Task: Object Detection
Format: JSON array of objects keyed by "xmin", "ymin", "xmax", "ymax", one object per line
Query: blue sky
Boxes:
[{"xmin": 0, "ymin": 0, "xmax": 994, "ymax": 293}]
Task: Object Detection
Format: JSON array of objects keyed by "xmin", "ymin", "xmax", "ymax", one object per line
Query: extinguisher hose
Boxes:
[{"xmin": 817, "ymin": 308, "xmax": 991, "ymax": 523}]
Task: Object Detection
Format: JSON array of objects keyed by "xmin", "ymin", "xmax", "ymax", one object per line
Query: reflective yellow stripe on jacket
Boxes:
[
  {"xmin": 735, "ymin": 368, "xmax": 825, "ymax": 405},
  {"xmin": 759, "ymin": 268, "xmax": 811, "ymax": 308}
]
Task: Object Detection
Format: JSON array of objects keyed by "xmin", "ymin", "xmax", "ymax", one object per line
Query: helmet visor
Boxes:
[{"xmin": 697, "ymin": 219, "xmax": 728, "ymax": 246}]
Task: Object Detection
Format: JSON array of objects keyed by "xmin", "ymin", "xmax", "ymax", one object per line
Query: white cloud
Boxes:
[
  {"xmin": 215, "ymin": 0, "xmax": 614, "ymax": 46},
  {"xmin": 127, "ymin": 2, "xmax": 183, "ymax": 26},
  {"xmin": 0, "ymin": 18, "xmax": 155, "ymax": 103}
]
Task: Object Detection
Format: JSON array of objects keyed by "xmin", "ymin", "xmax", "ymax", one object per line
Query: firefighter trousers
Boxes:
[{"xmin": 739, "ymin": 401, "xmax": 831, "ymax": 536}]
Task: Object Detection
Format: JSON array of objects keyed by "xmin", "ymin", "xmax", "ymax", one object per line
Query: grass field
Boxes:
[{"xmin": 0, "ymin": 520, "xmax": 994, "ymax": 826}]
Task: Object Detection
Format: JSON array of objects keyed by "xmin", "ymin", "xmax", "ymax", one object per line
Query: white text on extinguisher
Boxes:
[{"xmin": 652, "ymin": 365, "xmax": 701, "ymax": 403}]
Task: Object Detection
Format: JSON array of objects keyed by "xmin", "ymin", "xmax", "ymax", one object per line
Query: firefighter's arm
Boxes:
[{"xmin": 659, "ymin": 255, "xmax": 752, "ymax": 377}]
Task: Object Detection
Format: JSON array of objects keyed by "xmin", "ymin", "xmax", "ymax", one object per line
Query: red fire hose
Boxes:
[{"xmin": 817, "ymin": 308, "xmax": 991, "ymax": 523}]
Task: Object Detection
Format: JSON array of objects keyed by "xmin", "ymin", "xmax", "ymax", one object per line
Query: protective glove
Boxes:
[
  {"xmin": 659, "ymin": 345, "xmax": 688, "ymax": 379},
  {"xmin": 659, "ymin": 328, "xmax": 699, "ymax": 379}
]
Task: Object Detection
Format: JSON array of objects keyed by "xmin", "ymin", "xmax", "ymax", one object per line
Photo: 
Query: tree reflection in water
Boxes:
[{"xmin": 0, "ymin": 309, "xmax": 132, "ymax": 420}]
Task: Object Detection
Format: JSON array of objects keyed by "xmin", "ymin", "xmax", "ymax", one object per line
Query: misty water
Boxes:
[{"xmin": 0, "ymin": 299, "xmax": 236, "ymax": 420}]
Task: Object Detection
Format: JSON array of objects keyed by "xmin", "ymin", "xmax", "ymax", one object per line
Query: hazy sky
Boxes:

◇ ◇ ◇ ◇

■ Instructions for the task
Locate each line in the listing above that contains the word "white" and copy those lines out.

■ The reply
Query: white cloud
Query: white text on extinguisher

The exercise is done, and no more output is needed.